= GIVEN TASK =
Switch every "If you don't mind" in the lines below to "If it's no trouble" and leave the rest of the text untouched.

= PROVIDED MATERIAL =
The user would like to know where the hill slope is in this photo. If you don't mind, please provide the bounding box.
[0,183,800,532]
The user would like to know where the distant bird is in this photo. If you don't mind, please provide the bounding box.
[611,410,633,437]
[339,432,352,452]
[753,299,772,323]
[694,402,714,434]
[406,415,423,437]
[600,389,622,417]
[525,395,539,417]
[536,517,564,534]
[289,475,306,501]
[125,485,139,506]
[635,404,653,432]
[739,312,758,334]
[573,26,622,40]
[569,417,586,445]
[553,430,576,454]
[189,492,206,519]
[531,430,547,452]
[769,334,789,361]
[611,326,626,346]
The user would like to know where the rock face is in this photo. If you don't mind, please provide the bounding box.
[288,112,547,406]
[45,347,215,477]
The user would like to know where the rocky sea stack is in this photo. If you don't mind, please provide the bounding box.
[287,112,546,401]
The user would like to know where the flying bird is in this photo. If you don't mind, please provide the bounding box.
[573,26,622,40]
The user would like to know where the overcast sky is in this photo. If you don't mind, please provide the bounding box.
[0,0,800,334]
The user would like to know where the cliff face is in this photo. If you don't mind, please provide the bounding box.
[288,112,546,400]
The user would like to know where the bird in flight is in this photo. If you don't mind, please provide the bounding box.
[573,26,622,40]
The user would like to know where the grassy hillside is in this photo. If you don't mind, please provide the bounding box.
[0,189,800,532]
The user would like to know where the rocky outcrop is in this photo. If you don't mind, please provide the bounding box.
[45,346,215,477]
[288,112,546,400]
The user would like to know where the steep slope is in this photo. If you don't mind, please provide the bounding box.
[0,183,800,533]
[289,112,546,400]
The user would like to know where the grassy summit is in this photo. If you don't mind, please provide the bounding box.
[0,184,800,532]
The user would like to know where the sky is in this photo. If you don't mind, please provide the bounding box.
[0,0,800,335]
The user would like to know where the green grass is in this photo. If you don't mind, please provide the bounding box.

= RESPONSE TO THE EXERCISE =
The user would like to know where the hill slope is in this photo. If it's no trouble, please provide the bounding box.
[0,183,800,532]
The user would like to know where the distant bird is in this photo. If it's no trouble, please provide the bounding box.
[611,410,633,437]
[339,432,352,452]
[753,299,772,323]
[694,402,714,434]
[406,415,423,437]
[600,389,622,417]
[525,395,539,417]
[536,517,564,534]
[289,475,306,501]
[125,485,139,506]
[635,404,653,432]
[739,312,758,334]
[573,26,622,40]
[569,417,586,445]
[553,430,576,454]
[189,492,206,519]
[531,430,547,452]
[769,334,789,361]
[611,326,626,346]
The user would like to know where the rock face is in this photo. If it's no trouble, please provide the bounding box.
[288,112,547,406]
[45,347,215,477]
The user would like to know where the rocky sea stack is in this photo. If it's no trouble, please provide the bounding box.
[287,112,546,401]
The user would like to know where the flying bird is in this photo. If it's no trouble, please provide the bounding box.
[573,26,622,40]
The user would like to know where the overcast sky is in this photo. If it's no trouble, please provide the bounding box.
[0,0,800,334]
The user would like to know where the cliff face is in this photo. If it's no trouble, please provide the bounding box.
[288,112,546,400]
The user would like to know where the bird in flight is in this photo. If it's no trouble, please provide the bounding box.
[573,26,622,40]
The user would like to know where the grassy hillside is in this photo. If it's no trouble, please provide the bounding box.
[0,189,800,532]
The user would like to know where the rocky outcrop is in this photo. If it's no trouble, please provide the bounding box.
[45,346,215,477]
[288,112,546,400]
The user would like to know where the steep slope is in this photo. If it's no trouble, please provide the bounding box.
[0,183,800,533]
[289,112,546,400]
The user would like to know where the grassy summit is in this photo. If it's no trouble, please provide the bounding box.
[0,184,800,532]
The user would like to know where the sky is in this photo. If it's no trouble, please provide the bounding box.
[0,0,800,335]
The user would like to know where the green grass is in this photo. If it's no trouble, please provide the bounding box.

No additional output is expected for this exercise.